-------- Document segment --------

We use Alibaba-NLP/gte-Qwen2-7B-instruct for generating document embeddings and distilled Deepseek R1 (deepseek-ai/DeepSeek-R1-Distill-Llama-8B) for generating final anwsers.

Why SkyPilot: SkyPilot streamlines the process of running such large-scale jobs in the cloud. It abstracts away much of the complexity of managing infrastructure and helps you run compute-intensive tasks efficiently and cost-effectively through managed jobs.

Step 0: Set Up The Environment#

Install the following Prerequisites:

SkyPilot: Ensure SkyPilot is installed and sky check succeeds. See installation instructions.

Set up bucket names for storing embeddings and vector database:

export EMBEDDINGS_BUCKET_NAME=sky-rag-embeddings
export VECTORDB_BUCKET_NAME=sky-rag-vectordb

Note that these bucket names need to be unique to the entire SkyPilot community.

Step 1: Compute Embeddings from Legal Documents#

Convert legal documents into vector representations using Alibaba-NLP/gte-Qwen2-7B-instruct. These embeddings enable semantic search across the document collection.

Launch the embedding computation:

python3 batch_compute_embeddings.py --embedding_bucket_name $EMBEDDINGS_BUCKET_NAME

Here is how the python script launches vLLM with Alibaba-NLP/gte-Qwen2-7B-instruct for embedding generation, where we set each worker to work from START_IDX to END_IDX.

SkyPilot YAML for embedding generation

name: compute-legal-embeddings

resources:
  accelerators: {L4:1, A100:1} 

envs:
  START_IDX: 0  # Will be overridden by batch_compute_vectors.py
  END_IDX: 10000  # Will be overridden by batch_compute_vectors.py
  MODEL_NAME: "Alibaba-NLP/gte-Qwen2-7B-instruct"
  EMBEDDINGS_BUCKET_NAME: sky-rag-embeddings  # Bucket name for storing embeddings


file_mounts:
  /output:
    name: ${EMBEDDINGS_BUCKET_NAME}
    mode: MOUNT

setup: |
  pip install torch==2.5.1 vllm==0.6.6.post1
  ...

--------

• [What this exercise asks]:
**1)** Answer these questions about the SkyPilot guide:
(a) Which model produces the final answers?
(b) Across what group must the bucket names be unique?
(c) Which version of vllm does the setup step install?
**2)** Write the next part of the SkyPilot guide, picking up right after its last line.

-------- Given entries --------

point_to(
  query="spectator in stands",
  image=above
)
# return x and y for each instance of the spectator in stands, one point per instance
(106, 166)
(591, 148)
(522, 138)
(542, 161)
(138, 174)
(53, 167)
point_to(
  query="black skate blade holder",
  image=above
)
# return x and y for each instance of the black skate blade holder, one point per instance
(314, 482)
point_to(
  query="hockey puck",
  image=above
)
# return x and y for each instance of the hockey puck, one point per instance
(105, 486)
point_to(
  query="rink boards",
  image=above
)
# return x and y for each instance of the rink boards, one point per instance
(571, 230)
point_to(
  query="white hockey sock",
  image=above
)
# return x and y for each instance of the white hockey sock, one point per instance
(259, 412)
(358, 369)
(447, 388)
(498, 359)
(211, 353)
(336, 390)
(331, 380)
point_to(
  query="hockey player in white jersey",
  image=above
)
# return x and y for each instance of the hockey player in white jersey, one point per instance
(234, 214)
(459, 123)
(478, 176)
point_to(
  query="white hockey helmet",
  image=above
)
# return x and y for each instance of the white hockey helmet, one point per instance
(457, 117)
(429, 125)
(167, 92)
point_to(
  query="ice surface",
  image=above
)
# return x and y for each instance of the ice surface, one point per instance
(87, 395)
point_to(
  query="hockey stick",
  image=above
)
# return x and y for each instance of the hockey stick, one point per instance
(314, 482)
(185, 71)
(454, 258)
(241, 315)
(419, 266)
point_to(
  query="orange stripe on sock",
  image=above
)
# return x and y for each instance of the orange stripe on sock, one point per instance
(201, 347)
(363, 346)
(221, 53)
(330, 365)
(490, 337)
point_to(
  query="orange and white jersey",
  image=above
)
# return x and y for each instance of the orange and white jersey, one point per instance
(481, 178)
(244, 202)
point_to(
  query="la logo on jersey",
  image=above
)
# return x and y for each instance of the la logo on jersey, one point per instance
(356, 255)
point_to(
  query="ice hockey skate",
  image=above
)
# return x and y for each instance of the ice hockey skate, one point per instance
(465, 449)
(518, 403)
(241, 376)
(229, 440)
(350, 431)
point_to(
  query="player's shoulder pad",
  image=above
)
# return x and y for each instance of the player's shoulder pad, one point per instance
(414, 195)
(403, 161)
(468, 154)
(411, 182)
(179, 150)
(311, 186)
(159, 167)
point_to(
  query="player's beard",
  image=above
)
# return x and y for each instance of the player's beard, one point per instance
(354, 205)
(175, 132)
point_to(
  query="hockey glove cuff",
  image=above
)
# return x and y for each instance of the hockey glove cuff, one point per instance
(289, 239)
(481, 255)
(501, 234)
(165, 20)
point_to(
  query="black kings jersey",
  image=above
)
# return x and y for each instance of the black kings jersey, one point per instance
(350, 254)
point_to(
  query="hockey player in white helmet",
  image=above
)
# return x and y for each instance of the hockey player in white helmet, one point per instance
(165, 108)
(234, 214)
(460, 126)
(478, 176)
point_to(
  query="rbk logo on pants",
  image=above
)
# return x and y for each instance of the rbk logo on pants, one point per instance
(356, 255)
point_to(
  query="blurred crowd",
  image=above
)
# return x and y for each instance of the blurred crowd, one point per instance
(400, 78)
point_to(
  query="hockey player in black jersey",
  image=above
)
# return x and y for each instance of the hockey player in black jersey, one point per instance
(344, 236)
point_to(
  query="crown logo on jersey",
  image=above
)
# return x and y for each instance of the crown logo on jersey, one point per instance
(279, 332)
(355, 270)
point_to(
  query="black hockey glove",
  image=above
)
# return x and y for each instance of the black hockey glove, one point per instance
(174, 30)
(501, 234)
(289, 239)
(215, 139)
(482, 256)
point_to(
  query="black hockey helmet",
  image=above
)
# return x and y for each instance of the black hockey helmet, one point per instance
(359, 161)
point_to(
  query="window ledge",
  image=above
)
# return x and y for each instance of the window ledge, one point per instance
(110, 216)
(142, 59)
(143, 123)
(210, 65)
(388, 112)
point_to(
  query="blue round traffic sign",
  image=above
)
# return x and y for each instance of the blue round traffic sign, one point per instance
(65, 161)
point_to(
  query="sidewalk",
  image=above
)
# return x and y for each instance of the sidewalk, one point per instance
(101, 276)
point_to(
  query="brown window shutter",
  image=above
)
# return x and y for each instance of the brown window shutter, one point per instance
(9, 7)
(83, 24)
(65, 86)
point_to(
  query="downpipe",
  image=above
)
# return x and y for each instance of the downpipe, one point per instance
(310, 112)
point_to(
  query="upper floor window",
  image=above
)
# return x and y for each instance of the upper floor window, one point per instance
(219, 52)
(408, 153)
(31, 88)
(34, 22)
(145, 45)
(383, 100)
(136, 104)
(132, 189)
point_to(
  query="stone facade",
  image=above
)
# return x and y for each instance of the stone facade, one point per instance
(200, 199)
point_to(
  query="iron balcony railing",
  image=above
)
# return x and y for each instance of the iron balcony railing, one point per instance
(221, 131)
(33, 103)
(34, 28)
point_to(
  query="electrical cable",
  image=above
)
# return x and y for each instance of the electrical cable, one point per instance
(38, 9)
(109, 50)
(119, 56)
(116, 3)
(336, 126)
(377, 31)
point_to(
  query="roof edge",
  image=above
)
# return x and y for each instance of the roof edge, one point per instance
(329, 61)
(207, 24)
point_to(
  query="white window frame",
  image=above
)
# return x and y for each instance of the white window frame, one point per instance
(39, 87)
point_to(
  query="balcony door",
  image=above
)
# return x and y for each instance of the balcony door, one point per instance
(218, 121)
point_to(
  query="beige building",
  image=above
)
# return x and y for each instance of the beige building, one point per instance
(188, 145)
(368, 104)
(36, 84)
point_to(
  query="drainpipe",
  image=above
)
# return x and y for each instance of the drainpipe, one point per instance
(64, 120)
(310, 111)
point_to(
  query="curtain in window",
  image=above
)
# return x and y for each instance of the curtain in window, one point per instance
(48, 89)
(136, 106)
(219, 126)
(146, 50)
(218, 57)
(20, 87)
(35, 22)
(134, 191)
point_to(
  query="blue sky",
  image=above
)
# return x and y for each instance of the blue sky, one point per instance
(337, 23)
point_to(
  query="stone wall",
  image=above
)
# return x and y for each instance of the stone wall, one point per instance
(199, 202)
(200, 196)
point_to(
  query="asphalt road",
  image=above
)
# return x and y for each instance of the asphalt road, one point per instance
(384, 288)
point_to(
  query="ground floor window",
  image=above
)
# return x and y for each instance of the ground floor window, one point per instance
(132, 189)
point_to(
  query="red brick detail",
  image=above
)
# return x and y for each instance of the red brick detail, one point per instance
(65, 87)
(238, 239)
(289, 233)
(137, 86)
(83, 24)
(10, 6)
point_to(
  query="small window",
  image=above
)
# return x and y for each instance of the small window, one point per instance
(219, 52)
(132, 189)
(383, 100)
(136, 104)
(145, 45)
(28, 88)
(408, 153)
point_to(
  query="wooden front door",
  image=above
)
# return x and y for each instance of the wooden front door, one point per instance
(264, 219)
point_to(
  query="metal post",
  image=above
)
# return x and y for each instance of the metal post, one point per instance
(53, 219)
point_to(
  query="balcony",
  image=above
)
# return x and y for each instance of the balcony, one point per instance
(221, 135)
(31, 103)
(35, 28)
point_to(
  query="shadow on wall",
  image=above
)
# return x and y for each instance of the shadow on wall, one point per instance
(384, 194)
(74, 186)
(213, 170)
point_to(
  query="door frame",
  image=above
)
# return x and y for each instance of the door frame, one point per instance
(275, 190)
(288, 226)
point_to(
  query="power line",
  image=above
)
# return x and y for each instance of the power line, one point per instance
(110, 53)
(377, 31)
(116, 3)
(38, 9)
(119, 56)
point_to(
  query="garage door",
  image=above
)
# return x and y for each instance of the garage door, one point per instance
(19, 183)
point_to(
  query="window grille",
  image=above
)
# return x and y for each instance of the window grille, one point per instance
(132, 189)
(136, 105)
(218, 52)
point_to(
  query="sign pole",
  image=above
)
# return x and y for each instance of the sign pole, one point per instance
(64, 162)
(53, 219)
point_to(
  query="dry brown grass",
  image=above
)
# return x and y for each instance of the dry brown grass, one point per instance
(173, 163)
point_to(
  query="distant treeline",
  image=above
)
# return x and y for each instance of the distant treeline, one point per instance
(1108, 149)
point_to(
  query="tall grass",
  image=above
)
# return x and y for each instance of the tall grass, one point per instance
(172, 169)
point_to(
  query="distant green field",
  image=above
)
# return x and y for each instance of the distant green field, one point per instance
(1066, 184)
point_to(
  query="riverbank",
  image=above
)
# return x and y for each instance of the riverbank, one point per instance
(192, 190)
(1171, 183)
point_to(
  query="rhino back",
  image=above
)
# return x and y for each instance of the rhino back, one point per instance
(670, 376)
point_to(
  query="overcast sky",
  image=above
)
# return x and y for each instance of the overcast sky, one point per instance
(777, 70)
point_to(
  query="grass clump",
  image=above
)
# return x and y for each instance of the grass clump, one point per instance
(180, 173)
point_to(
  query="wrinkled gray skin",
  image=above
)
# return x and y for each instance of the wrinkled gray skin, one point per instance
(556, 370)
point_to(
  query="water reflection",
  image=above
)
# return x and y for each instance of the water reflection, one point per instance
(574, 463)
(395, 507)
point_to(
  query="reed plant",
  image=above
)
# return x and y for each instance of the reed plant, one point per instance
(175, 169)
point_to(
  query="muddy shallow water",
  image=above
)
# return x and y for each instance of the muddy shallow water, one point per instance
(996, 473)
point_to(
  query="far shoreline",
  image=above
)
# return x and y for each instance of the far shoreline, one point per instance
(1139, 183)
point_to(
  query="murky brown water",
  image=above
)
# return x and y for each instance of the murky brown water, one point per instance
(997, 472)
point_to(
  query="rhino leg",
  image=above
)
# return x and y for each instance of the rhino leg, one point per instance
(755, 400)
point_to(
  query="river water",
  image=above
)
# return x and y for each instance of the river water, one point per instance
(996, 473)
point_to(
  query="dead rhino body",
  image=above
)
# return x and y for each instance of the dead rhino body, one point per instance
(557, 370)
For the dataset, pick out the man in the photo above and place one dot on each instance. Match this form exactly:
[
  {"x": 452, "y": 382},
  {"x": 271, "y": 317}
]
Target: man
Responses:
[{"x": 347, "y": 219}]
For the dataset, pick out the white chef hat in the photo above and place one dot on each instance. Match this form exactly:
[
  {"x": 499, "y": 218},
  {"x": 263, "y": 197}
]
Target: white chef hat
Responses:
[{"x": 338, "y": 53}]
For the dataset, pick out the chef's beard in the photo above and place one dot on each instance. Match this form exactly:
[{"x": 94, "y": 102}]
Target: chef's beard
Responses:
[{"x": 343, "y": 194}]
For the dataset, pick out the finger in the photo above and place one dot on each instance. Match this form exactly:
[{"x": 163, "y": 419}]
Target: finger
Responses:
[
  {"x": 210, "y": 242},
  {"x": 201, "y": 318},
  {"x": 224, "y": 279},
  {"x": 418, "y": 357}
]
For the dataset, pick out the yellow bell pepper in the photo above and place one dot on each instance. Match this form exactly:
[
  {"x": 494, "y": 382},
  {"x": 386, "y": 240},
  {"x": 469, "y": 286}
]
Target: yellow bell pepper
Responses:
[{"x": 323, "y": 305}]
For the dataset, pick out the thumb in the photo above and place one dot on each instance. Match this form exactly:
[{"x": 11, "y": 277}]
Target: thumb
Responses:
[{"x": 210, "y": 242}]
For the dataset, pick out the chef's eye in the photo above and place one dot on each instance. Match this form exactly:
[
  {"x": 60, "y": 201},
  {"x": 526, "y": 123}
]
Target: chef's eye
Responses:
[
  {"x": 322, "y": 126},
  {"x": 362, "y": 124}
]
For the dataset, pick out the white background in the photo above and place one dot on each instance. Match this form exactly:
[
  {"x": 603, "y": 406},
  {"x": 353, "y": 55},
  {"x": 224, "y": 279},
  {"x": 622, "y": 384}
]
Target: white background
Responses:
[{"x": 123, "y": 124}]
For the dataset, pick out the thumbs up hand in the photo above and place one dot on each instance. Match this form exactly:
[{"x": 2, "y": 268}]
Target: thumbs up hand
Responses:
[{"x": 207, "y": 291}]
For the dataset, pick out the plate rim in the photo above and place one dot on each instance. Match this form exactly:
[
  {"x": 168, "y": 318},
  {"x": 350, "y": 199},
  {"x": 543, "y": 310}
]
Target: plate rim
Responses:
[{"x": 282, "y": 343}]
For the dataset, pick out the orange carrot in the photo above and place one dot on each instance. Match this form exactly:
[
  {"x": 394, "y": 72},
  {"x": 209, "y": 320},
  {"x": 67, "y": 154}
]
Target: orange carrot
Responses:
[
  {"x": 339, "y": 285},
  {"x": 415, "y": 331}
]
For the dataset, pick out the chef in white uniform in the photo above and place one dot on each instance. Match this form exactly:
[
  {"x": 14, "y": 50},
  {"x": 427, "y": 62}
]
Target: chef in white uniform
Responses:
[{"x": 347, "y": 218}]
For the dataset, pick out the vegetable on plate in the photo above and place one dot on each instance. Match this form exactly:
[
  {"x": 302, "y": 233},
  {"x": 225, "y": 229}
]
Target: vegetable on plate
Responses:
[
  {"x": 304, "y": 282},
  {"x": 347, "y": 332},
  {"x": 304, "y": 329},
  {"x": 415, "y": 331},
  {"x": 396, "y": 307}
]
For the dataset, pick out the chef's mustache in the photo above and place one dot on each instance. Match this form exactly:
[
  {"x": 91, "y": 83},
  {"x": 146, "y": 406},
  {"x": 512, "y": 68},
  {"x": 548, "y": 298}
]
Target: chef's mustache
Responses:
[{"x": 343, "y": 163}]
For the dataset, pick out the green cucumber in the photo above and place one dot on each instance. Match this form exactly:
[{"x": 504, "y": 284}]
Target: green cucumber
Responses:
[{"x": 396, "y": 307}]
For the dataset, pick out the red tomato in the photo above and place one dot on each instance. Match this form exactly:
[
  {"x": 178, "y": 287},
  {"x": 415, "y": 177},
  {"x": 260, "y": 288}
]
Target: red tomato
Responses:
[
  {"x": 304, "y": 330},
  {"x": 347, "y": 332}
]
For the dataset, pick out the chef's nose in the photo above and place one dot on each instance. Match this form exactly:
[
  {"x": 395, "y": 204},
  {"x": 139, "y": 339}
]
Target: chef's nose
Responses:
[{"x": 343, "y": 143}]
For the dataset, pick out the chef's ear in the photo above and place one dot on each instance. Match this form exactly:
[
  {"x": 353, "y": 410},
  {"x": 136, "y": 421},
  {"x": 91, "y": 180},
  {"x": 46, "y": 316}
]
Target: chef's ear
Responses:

--------

• [Exercise responses]:
**1)**
(a) Distilled Deepseek R1 (deepseek-ai/DeepSeek-R1-Distill-Llama-8B)
(b) The entire SkyPilot community
(c) 0.6.6.post1

**2)**
envs: 
  MODEL_NAME: "Alibaba-NLP/gte-Qwen2-7B-instruct"

run: |
  python -m vllm.entrypoints.openai.api_server \
    --host 0.0.0.0 \
    --model $MODEL_NAME \
    --max-model-len 3072 \
    --task embed &

  python scripts/compute_embeddings.py \
    --start-idx $START_IDX \
    --end-idx $END_IDX \
    --chunk-size 2048 \
    --chunk-overlap 512 \
    --vllm-endpoint http://localhost:8000 

This automatically launches 10 SkyPilot managed jobs on L4 GPUs to processe documents from the Pile of Law dataset and computes embeddings in batches:

Processing documents: 100%|██████████| 1000/1000 [00:45<00:00, 22.05it/s]
Saving embeddings to: embeddings_0_1000.parquet
...

We leverage SkyPilot’s managed jobs feature to enable parallel processing across multiple regions and cloud providers. SkyPilot handles job state management and automatic recovery from failures when using spot instances. Managed jobs are cost-efficient and streamline the processing of the partitioned dataset. You can check all the jobs by running sky jobs dashboard.

job dashboard

All generated embeddings are stored efficiently in parquet format within a cloud storage bucket.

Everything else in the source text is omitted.